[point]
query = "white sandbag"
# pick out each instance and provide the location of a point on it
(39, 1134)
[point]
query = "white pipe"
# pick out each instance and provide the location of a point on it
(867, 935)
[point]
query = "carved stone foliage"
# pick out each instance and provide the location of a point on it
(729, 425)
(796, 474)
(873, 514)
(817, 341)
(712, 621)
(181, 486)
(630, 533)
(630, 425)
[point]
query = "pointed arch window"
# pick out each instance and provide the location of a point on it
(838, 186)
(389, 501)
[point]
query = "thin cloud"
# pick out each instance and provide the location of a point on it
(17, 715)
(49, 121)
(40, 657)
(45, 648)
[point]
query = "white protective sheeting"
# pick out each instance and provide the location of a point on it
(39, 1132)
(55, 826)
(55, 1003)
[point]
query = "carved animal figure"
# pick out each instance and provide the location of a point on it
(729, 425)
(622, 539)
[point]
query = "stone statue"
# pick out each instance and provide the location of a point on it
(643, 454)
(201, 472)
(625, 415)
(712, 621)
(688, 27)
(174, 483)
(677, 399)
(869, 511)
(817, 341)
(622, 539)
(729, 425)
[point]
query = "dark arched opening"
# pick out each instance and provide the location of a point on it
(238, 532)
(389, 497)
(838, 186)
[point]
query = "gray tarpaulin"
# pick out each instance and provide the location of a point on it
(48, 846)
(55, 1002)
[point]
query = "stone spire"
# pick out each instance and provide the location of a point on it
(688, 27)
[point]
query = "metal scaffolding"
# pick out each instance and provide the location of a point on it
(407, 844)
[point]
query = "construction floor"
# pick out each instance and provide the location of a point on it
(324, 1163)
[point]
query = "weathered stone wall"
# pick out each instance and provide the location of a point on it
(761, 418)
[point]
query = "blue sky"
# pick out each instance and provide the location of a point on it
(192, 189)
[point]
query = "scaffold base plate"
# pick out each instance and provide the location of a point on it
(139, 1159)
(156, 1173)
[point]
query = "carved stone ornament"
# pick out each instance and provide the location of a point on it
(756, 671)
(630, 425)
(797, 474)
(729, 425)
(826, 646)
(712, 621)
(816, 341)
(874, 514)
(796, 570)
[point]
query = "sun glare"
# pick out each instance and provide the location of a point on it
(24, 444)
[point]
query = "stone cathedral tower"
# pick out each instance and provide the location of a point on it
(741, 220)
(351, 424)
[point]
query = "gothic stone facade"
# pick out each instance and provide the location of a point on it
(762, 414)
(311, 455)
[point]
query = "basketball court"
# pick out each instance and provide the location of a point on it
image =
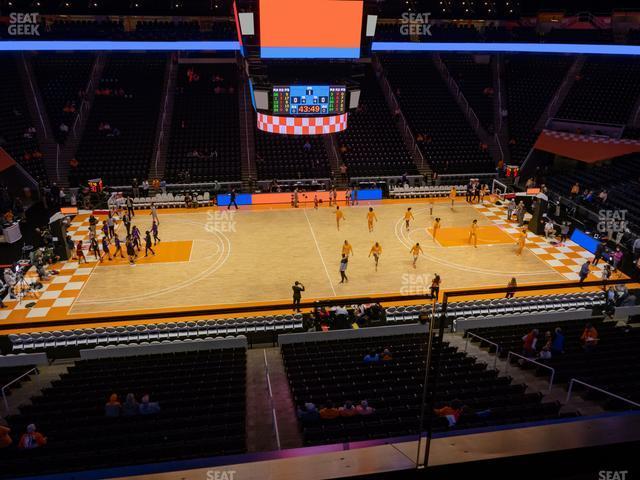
(214, 257)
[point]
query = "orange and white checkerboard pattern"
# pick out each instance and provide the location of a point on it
(566, 259)
(302, 125)
(60, 291)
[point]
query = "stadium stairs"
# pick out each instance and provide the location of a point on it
(501, 126)
(74, 138)
(463, 103)
(634, 119)
(159, 159)
(38, 112)
(47, 374)
(247, 126)
(556, 102)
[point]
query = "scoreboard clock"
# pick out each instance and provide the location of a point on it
(309, 100)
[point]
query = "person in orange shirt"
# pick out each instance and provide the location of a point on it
(416, 251)
(329, 412)
(473, 234)
(32, 439)
(376, 251)
(339, 216)
(5, 438)
(453, 193)
(408, 216)
(589, 337)
(435, 227)
(371, 219)
(522, 241)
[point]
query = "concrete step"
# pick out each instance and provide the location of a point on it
(533, 382)
(33, 388)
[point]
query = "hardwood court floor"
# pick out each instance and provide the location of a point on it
(253, 255)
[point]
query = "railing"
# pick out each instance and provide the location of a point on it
(469, 334)
(273, 408)
(553, 370)
(45, 129)
(392, 101)
(499, 143)
(5, 387)
(597, 389)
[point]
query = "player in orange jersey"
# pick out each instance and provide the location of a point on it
(453, 193)
(416, 251)
(473, 234)
(435, 228)
(522, 240)
(408, 216)
(376, 251)
(371, 218)
(347, 249)
(339, 216)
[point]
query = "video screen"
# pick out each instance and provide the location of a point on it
(309, 100)
(310, 29)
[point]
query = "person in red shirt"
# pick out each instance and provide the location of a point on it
(329, 412)
(529, 343)
(348, 410)
(32, 439)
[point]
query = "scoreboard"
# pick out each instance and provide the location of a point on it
(309, 100)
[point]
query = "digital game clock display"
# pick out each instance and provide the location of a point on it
(309, 100)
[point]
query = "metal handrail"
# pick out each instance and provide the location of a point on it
(273, 408)
(495, 360)
(553, 370)
(4, 388)
(598, 389)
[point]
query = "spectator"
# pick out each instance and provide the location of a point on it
(371, 357)
(617, 258)
(130, 407)
(529, 342)
(364, 408)
(599, 253)
(113, 407)
(309, 414)
(589, 338)
(450, 412)
(148, 408)
(545, 353)
(511, 288)
(575, 190)
(329, 412)
(557, 346)
(32, 439)
(5, 438)
(584, 271)
(348, 410)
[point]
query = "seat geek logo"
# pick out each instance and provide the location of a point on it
(415, 24)
(23, 25)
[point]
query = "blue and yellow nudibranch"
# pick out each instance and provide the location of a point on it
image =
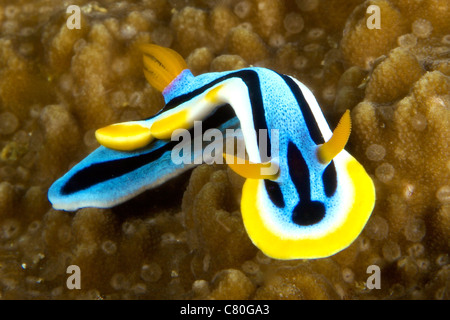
(315, 205)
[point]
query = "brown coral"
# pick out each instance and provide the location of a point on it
(58, 85)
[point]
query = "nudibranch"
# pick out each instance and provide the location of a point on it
(313, 205)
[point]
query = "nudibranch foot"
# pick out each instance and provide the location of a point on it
(304, 197)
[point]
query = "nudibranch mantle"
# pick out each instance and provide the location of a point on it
(316, 205)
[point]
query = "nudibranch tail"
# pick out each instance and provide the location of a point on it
(126, 136)
(284, 245)
(304, 198)
(330, 149)
(161, 65)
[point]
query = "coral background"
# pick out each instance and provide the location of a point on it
(186, 240)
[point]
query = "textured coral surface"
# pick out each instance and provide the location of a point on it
(186, 239)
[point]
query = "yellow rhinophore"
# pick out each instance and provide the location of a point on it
(330, 149)
(161, 65)
(164, 127)
(124, 136)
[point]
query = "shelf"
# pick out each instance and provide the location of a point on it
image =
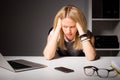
(105, 19)
(107, 49)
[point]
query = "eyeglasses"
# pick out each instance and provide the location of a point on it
(101, 72)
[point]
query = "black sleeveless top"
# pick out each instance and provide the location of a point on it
(70, 51)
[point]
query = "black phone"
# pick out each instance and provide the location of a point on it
(64, 69)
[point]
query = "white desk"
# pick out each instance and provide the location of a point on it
(49, 73)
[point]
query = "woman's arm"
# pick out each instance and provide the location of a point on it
(51, 46)
(88, 45)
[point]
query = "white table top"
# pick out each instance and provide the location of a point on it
(49, 73)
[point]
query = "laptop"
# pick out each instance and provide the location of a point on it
(19, 65)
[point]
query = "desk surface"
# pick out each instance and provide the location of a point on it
(49, 73)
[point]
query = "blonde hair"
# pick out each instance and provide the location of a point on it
(75, 14)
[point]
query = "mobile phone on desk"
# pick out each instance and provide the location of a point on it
(64, 69)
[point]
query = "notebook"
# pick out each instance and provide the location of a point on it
(116, 65)
(19, 65)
▬▬▬▬▬▬▬▬▬▬
◆ Work required ◆
Transcribe the listing in full and omit the pictures.

◆ Solution ◆
[point]
query = "white sandbag"
# pick out each instance and provide the location of a point on it
(39, 1134)
[point]
query = "white pipe"
# pick out each instance and provide the location of a point on it
(867, 935)
[point]
query = "carved stone foliage"
# pick out each instance and provide the location of a point on it
(729, 425)
(796, 474)
(873, 514)
(817, 341)
(712, 621)
(181, 486)
(630, 533)
(630, 425)
[point]
query = "pointed arch window"
# pick out each instance and provide the location of a point on it
(838, 186)
(389, 501)
[point]
query = "thin cloud"
# pick out each instance and provide the location of a point on it
(17, 715)
(49, 121)
(40, 657)
(45, 648)
[point]
query = "white protective sheeting"
# pick out each instance and provide the location of a point on it
(39, 1132)
(55, 826)
(55, 1003)
[point]
query = "carved animal figure"
# pick out each instance and provide the location of a point on it
(729, 425)
(622, 539)
[point]
query = "stone statue"
# pick out each instance and provide the location of a point on it
(643, 454)
(201, 472)
(625, 415)
(712, 621)
(688, 27)
(174, 483)
(677, 399)
(869, 511)
(817, 341)
(622, 539)
(729, 425)
[point]
query = "dark arched opening"
# pick out each instance and provide the location of a point on it
(238, 532)
(389, 497)
(838, 186)
[point]
query = "gray tarpaulin"
# pick out each instance and provide the location of a point on it
(48, 846)
(55, 1002)
[point]
query = "stone spire"
# pick out each instance and provide the location of a point on it
(688, 27)
[point]
query = "metal scaffolding"
# pick out each instance and provide the location of a point on it
(407, 844)
[point]
query = "construction floor"
# pick out each instance and provide the location of a point on it
(324, 1163)
[point]
query = "weathered stone wall"
# pick out each instance and provide the location of a point on it
(761, 418)
[point]
query = "blue sky"
# pick out each instance and provide the location of a point on it
(192, 189)
[point]
query = "scaffold base plate"
# pick out each instance and provide the location of a point on it
(139, 1159)
(156, 1173)
[point]
query = "carved stone ornament"
# pick out each instance and provide the location of a point on it
(756, 671)
(630, 425)
(797, 474)
(729, 425)
(826, 646)
(712, 621)
(816, 341)
(874, 514)
(796, 570)
[point]
query = "sun glare"
# pick out each instance and provide the location of a point on it
(24, 444)
[point]
query = "stone cathedral tower"
# pick out each instance and provide the location of a point on it
(741, 220)
(351, 424)
[point]
query = "gothic stone facade"
# pick out each instance and provide the location of a point on it
(762, 414)
(311, 455)
[point]
query = "basketball court"
# pick out each instance and provide the location of a point on it
image =
(214, 257)
[point]
query = "orange and white checkerboard pattern"
# pick out each instance and provide the location of a point on it
(566, 259)
(302, 125)
(60, 291)
[point]
query = "stadium stairs"
# pick out each instance and provide the location of a point on it
(501, 126)
(74, 138)
(463, 103)
(634, 119)
(159, 159)
(38, 112)
(47, 374)
(247, 126)
(556, 102)
[point]
query = "scoreboard clock"
# pick out each instance and provide the location of a point on it
(309, 100)
[point]
query = "person in orange shirt"
# pick out each instance and provide the location of a point on it
(416, 251)
(329, 412)
(473, 234)
(32, 439)
(376, 251)
(339, 216)
(5, 438)
(453, 193)
(408, 216)
(589, 337)
(435, 227)
(371, 219)
(522, 241)
[point]
query = "concrete step"
# pick out each instance and provide the location of a point on it
(533, 382)
(33, 388)
[point]
query = "hardwood court floor"
# pick out each instance and provide the location of a point on it
(253, 255)
[point]
query = "railing"
# pick out each instance and provide the location of a point on it
(469, 334)
(273, 408)
(553, 370)
(45, 129)
(392, 101)
(499, 143)
(5, 387)
(597, 389)
[point]
query = "player in orange jersey"
# pick out each instance and provide the location of a point on it
(453, 193)
(416, 251)
(473, 234)
(435, 228)
(522, 240)
(408, 216)
(376, 251)
(371, 218)
(347, 249)
(339, 216)
[point]
query = "video screen"
# pick out each instance and provide the location of a point on it
(309, 100)
(310, 29)
[point]
query = "person in red shirt"
# pick out each instance and provide the location of a point on it
(329, 412)
(529, 343)
(348, 410)
(32, 439)
[point]
query = "scoreboard"
# pick out each instance and provide the location of a point on it
(309, 100)
[point]
query = "digital game clock display"
# pick out each instance and provide the location of a point on it
(309, 100)
[point]
query = "metal handrail"
# pick out each instance and provide the location of a point on it
(273, 408)
(495, 360)
(553, 370)
(4, 388)
(598, 389)
[point]
query = "spectator"
# pick out each instance and provide the location of a point on it
(371, 357)
(617, 258)
(130, 407)
(529, 342)
(364, 408)
(599, 253)
(113, 407)
(309, 414)
(589, 338)
(450, 412)
(148, 408)
(545, 353)
(511, 288)
(575, 190)
(329, 412)
(557, 346)
(32, 439)
(5, 438)
(584, 271)
(348, 410)
[point]
query = "seat geek logo"
# pick out each instance and provide the location of a point on it
(415, 24)
(23, 25)
[point]
query = "blue and yellow nudibranch"
# pick out each instance and provide the location of a point on it
image =
(315, 205)
[point]
query = "brown coral"
# pick out each instance and provide the location of a point on it
(58, 85)
[point]
query = "nudibranch"
# pick out each instance and provide the location of a point on it
(313, 205)
[point]
query = "nudibranch foot"
# pick out each instance and provide the location of a point on it
(304, 197)
[point]
query = "nudibranch mantle"
# pick out each instance and provide the location of a point on it
(316, 205)
[point]
query = "nudibranch tail"
# pick out each instance and provide the location of a point on it
(126, 136)
(284, 245)
(304, 198)
(330, 149)
(161, 65)
[point]
query = "coral background"
# pick out each instance and provide the location of a point on it
(186, 240)
[point]
query = "textured coral surface"
# pick out each instance and provide the location of a point on it
(186, 239)
[point]
query = "yellow rhinophore"
# pick out each instance and provide the location of a point on it
(330, 149)
(161, 65)
(164, 127)
(124, 136)
[point]
query = "shelf"
# pick out each instance and provide the location of a point on it
image =
(105, 19)
(107, 49)
[point]
query = "eyeglasses"
# pick out each instance and provide the location of a point on it
(101, 72)
[point]
query = "black sleeveless top"
# pick out each instance and provide the location of a point on it
(70, 51)
[point]
query = "black phone"
# pick out each instance and provide the location of a point on it
(64, 69)
[point]
query = "white desk"
# pick out each instance and provide the location of a point on it
(49, 73)
[point]
query = "woman's arm"
# pick out each instance and provide the location of a point on it
(51, 46)
(88, 45)
[point]
query = "white table top"
# pick out each instance and provide the location of a point on it
(49, 73)
[point]
query = "laptop"
# pick out each instance and provide the location of a point on it
(19, 65)
[point]
query = "desk surface"
# pick out each instance and provide the location of a point on it
(49, 73)
[point]
query = "blonde hair"
# pick out each instance and provide the location of a point on it
(75, 14)
[point]
query = "mobile phone on desk"
# pick out each instance and provide the location of a point on it
(64, 69)
[point]
query = "notebook"
# pick out each instance and provide the location of a point on it
(116, 65)
(19, 65)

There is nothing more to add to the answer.